_YOUR ASSIGNMENT_
Copy each line below exactly and leave the pictures out.

"""

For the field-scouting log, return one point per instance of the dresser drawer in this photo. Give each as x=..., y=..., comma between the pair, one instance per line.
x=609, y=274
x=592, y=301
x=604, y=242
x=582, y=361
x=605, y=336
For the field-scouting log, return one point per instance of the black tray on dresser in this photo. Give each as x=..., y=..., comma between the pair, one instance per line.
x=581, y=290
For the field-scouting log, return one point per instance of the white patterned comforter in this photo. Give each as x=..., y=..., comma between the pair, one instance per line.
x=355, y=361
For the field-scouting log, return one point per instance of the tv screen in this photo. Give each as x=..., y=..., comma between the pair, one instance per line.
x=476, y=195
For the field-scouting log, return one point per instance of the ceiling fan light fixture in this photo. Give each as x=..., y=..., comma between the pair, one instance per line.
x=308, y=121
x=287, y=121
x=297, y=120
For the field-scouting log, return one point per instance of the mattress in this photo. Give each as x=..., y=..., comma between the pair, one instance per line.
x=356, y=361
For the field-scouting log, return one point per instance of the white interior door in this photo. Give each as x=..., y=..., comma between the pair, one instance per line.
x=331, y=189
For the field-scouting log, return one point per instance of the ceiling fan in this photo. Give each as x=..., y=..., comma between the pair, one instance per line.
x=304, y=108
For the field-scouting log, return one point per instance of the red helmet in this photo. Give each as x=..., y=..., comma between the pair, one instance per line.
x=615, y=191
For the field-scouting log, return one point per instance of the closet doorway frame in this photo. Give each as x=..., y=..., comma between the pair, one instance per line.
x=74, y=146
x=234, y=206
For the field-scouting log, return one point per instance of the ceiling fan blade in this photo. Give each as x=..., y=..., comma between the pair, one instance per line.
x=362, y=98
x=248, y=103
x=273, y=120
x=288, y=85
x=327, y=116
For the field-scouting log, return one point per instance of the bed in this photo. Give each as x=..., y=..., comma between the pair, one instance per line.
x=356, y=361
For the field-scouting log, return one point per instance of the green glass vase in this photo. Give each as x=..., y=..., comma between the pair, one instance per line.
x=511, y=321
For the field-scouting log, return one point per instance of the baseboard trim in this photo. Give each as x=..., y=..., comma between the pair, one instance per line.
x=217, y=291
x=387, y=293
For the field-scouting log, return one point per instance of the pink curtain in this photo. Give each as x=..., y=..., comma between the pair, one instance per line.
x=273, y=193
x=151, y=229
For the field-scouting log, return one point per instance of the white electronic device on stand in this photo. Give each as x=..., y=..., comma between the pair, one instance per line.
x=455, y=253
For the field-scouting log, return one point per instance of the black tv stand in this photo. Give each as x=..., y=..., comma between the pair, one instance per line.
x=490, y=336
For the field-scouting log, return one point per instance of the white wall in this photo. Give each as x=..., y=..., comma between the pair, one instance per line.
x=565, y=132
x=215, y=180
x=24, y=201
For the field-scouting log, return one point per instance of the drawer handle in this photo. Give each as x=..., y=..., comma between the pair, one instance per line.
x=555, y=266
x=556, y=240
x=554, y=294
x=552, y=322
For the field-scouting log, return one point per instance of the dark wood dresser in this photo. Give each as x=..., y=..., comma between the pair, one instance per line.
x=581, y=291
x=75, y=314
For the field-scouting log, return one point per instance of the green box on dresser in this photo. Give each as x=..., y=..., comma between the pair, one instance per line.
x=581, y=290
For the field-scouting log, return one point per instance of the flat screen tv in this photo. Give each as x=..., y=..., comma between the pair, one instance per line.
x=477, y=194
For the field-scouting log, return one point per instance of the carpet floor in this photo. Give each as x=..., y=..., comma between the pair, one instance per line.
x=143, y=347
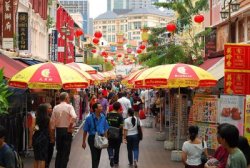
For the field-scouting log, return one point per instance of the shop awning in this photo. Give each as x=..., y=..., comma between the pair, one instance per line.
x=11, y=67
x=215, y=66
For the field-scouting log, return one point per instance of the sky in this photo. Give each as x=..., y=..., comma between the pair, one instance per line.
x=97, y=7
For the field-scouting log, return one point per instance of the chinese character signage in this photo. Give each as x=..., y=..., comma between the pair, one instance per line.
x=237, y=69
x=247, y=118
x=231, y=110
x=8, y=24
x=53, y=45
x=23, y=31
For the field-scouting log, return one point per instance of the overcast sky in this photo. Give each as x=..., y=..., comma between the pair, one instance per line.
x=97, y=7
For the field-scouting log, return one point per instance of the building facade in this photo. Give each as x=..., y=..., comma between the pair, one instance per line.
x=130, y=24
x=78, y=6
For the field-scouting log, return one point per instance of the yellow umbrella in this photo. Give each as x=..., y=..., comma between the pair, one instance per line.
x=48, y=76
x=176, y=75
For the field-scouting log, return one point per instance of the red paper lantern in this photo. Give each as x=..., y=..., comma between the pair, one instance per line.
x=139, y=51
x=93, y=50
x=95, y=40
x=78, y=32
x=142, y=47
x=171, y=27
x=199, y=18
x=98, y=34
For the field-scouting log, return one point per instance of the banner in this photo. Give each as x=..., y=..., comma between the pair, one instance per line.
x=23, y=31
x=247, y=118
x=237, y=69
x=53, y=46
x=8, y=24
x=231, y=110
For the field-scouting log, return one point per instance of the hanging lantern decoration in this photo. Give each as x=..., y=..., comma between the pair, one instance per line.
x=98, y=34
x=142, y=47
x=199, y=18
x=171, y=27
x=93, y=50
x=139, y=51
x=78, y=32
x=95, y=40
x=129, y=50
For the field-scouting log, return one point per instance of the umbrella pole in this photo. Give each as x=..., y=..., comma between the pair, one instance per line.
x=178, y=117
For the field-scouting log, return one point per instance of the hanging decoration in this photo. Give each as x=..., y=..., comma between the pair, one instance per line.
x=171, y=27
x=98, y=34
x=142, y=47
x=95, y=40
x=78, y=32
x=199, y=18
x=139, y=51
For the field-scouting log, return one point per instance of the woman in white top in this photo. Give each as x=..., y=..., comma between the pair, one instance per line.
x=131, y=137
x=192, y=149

"""

_SOLUTION BELOW_
For the field-scouting log, return one point per instance of the dresser drawer in this photo. Give each as x=..., y=..., comma between the pair, one instance per line.
x=609, y=274
x=592, y=301
x=604, y=242
x=582, y=361
x=605, y=336
For the field-scouting log, return one point per instance of the black tray on dresser in this photo. Give each as x=..., y=..., comma between the pair, one instance per line.
x=581, y=290
For the field-scouting log, return one point per instance of the white patterned comforter in this photo. Give each as x=..., y=..., comma between the pair, one instance per line.
x=355, y=361
For the field-scouting log, return one point per instance of the tv screen in this photo. Give each as x=..., y=..., comma between the pair, one instance per line.
x=476, y=195
For the field-scouting log, return one point per instance of the ceiling fan light fixture in this photo. Give each as x=..., y=..., comma between the pair, one instance per line.
x=308, y=121
x=287, y=121
x=297, y=120
For the field-scouting log, return one point per instance of the mattress in this photo. Give each as x=..., y=..., comma between the pair, one instance per line.
x=356, y=361
For the field-scouting log, return one point per instance of the white interior door in this photo. Give each as x=..., y=..., comma between the pair, one instance per line.
x=331, y=189
For the field-scouting log, return one point per instance of the ceiling fan in this photo. Give each as x=..., y=..., comma between the pair, one instance per line.
x=304, y=108
For the field-scouting log, return one point per instance of the red helmet in this photo. Give each as x=..., y=..., comma between the pair, one instance per line.
x=615, y=191
For the field-scouting log, return one point per instance of the closet doorway frame in this photo. Give each as x=..., y=..., comma between the pair, one instance per line.
x=74, y=146
x=234, y=206
For the field-scouting log, return one point per instance of the ceiling fan blade in this photo. Give each as x=..., y=..., comma between the pair, one instance per line.
x=362, y=98
x=248, y=103
x=273, y=120
x=288, y=85
x=327, y=116
For the field-scouting log, return one point per instance of the bed in this photo. Give each as x=..., y=..., comma between the pair, one instance per line.
x=356, y=361
For the field-scouting log, return one point per instance of the green glass vase in this photo. Give each as x=..., y=..., comma between the pair, one instance per line.
x=511, y=321
For the field-scouting log, return one point per instance of the baseboard trim in this photo. Give each as x=..., y=..., comma between the pair, one instance per line.
x=217, y=291
x=387, y=293
For the field-scouting log, return one point per instance of the pink curtain in this photo. Give each as x=..., y=..., comma between the pair, one instance per line.
x=273, y=193
x=151, y=229
For the field-scouting log, return one point per instance of the white electronic device on stand in this photo. Give each as x=..., y=..., comma between the pair, one instance per line.
x=455, y=253
For the field-scouting log, return one point per instance of the black tv stand in this photo. Give each as x=..., y=..., comma between the pair, one instance per line.
x=490, y=336
For the field-scouting log, return one point per instance of the white wall in this photo. Give each as x=..., y=..., comma between the pair, one instance per line.
x=565, y=132
x=215, y=180
x=24, y=201
For the field-scouting log, return one point per instance of the drawer handle in this photo. Give each as x=..., y=..., comma between the pair, one instance per line.
x=555, y=266
x=556, y=240
x=554, y=294
x=552, y=322
For the field-scouting log, return one point per instance of the dark wood dresser in this photo. Give each as x=..., y=..., comma between the pair, one instance per line.
x=581, y=291
x=75, y=314
For the field-scouting log, return one point per instance of the green box on dresser in this photo. Give each as x=..., y=..., comma between the pair, one instance per line.
x=581, y=290
For the field-scouting log, return one point per instance of the flat screen tv in this photo. Give each as x=..., y=..., comma between the pair, one instance per line.
x=477, y=194
For the field-scouting log, return one point per instance of the carpet floor in this photo. Give each as x=..., y=..., comma between the pair, one instance per line.
x=143, y=347
For the field-scouting log, return one point per instance of the shop awning in this photo. Give each as x=..., y=..., comma between the pair, one instance per line.
x=11, y=67
x=215, y=66
For the field-scouting log, return one point per instance of the sky in this photo. Give each as x=..., y=..., comma between the pair, one instance per line.
x=97, y=7
For the field-scouting log, return one point per instance of the chinese character signage in this photo. Give each as x=..., y=..., comma between the pair, one instance per line.
x=237, y=69
x=247, y=118
x=231, y=110
x=8, y=24
x=53, y=45
x=23, y=31
For the field-scouting log, return one point per instance of the overcast sky in this photo. Give each as x=..., y=..., comma between the pair, one instance per line.
x=97, y=7
For the field-scouting log, return one point per instance of the building facade in this photo. Give each as x=..., y=..., comma between the pair, one instance per line.
x=130, y=24
x=78, y=6
For the field-scouting log, return one point per instance of the yellow umbrella in this photo. Give each as x=..., y=..., comma between the pair, one instance per line.
x=48, y=76
x=176, y=75
For the field-scouting log, return one point per instance of the red paper lantern in this photo. Give each as x=..., y=..., comma between the pair, one instance per line.
x=139, y=51
x=93, y=50
x=95, y=40
x=78, y=32
x=142, y=47
x=171, y=27
x=199, y=18
x=98, y=34
For the field-scouting log, return one point per instance of the banner in this photo. Give each as x=..., y=..., comma between the pair, one instance per line.
x=23, y=31
x=247, y=118
x=237, y=69
x=53, y=46
x=8, y=24
x=231, y=110
For the field-scouting log, return one point per instance of the hanging lantern decoration in this photo. Give each as x=..., y=..., comma between the pair, one instance per line.
x=98, y=34
x=142, y=47
x=199, y=18
x=171, y=27
x=93, y=50
x=139, y=51
x=78, y=32
x=95, y=40
x=129, y=50
For the field-scouting log, return one point per instance of the umbrella pole in this photo. Give each as x=..., y=..., comma between the pair, one instance per line.
x=178, y=117
For the field-scouting log, return one point per instance of the hanging decoration in this photo. Give each as x=..., y=..., comma between the pair, one instance per line.
x=171, y=27
x=98, y=34
x=142, y=47
x=95, y=40
x=78, y=32
x=199, y=18
x=139, y=51
For the field-scouting log, return one point per instance of the woman in white top in this photo. Give each as x=..., y=..., comma between the pair, one instance per line.
x=131, y=137
x=192, y=149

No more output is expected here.